> Texte extrait:
--------------------
J’ai fait l’objet d’une odieuse cabale médiatique, des articles m’ont décrit comme un imposteur. Pourtant je ne suis pas sorti du bois, j’ai encaissé les coups sans broncher. Je ne dis pas que cela a été facile — rester de marbre quand ma réputation était bafouée, renoncer à me défendre —, mais je m’en suis tenu au seul objectif à atteindre : terminer les négociations avec les ravisseurs pour sortir tous les otages du désert. Cela a pris beaucoup plus de temps que prévu, mais j’y suis parvenu.

Pourquoi tout déballer maintenant alors ? Je ne raconte pas mon histoire par narcissisme. La raison, c’est que je reste exaspéré par la façon dont certaines choses se sont déroulées. J’ai rencontré six fois Abou Zeid en tête à tête et pris d’énormes risques, j’ai même été grièvement blessé.

Ma récompense ? Une terrible opération de dénigrement médiatique. Des inconnus se sont jurés de ruiner ma réputation et mon activité professionnelle. Trois ans de négociations et à l’arrivée ? J’ai failli mourir, j’ai été insulté, traîné dans la boue, trahi par tous ceux qui avaient promis de me soutenir jusqu’au bout. Au final, mis à part Jean-Michel Chéreau, le directeur sûreté d’Areva, et Jean-François Laugerette, son homologue chez Vinci, qui sont restés sincères jusqu’au bout, tous les autres protagonistes de l’affaire m’ont abandonné. Ma personnalité a été salie, les motifs qui m’avaient poussé à agir ont été mis en cause. Alors qu’il n’y a plus d’otages français au Sahel, le moment est venu pour moi de dire ma vérité et mon dégoût. Non, l’histoire ne sera pas réécrite, contrairement à ce que m’avait affirmé le précédent directeur de la DGSE.
--------------------
Entrées de données:

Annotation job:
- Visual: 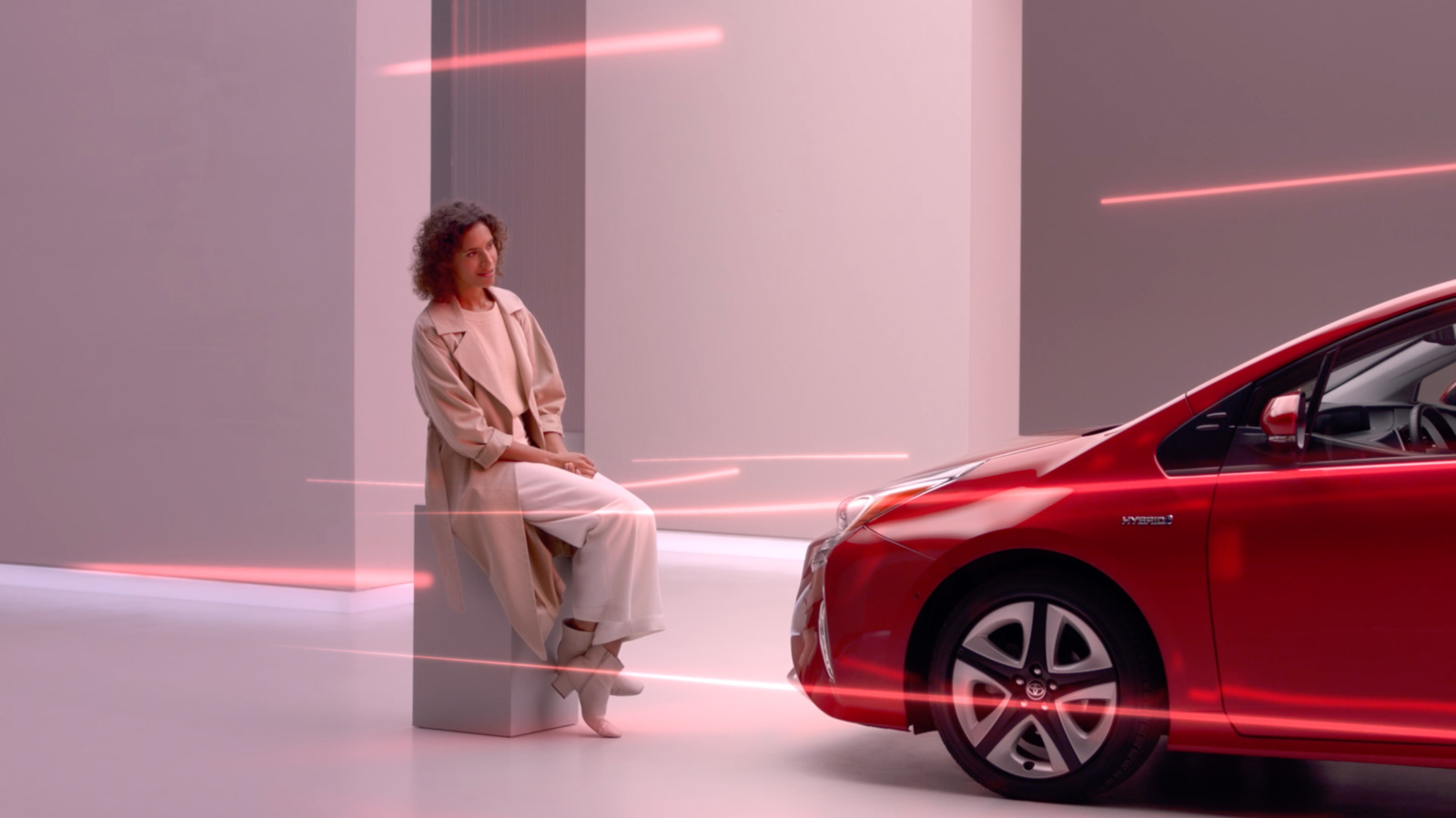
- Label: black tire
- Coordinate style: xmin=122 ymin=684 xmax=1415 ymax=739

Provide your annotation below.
xmin=929 ymin=569 xmax=1167 ymax=802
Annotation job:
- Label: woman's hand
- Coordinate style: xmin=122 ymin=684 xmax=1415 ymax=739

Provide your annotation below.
xmin=551 ymin=451 xmax=597 ymax=480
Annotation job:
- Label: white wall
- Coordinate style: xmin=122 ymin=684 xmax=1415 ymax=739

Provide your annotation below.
xmin=353 ymin=0 xmax=431 ymax=588
xmin=0 ymin=0 xmax=354 ymax=585
xmin=587 ymin=0 xmax=1019 ymax=536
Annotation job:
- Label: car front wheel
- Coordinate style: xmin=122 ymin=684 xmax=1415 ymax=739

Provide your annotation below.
xmin=930 ymin=571 xmax=1165 ymax=801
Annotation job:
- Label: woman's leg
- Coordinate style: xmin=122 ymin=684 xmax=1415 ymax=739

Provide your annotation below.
xmin=511 ymin=463 xmax=662 ymax=736
xmin=511 ymin=463 xmax=664 ymax=643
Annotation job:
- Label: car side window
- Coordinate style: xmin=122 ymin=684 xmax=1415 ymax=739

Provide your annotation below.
xmin=1225 ymin=301 xmax=1456 ymax=470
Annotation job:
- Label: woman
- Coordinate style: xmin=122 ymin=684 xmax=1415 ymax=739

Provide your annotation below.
xmin=413 ymin=201 xmax=662 ymax=738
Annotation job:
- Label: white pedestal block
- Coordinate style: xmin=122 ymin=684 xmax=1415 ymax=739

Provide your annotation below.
xmin=413 ymin=505 xmax=578 ymax=736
--------------------
> Consigne donnée 1: Relevez toutes les personnes que le texte extrait désigne par leur nom.
> Consigne donnée 2: Combien de rencontres en tête à tête avec Abou Zeid le texte extrait mentionne-t-il ?
> Consigne donnée 3: Reproduisez à l'identique le passage du texte extrait qui commence par « J’ai fait l’objet » et se poursuit jusqu'à « j’y suis parvenu. ».

> Réponse complète 1: Abou Zeid, Jean-Michel Chéreau, Jean-François Laugerette

> Réponse complète 2: Six.

> Réponse complète 3:
J’ai fait l’objet d’une odieuse cabale médiatique, des articles m’ont décrit comme un imposteur. Pourtant je ne suis pas sorti du bois, j’ai encaissé les coups sans broncher. Je ne dis pas que cela a été facile — rester de marbre quand ma réputation était bafouée, renoncer à me défendre —, mais je m’en suis tenu au seul objectif à atteindre : terminer les négociations avec les ravisseurs pour sortir tous les otages du désert. Cela a pris beaucoup plus de temps que prévu, mais j’y suis parvenu.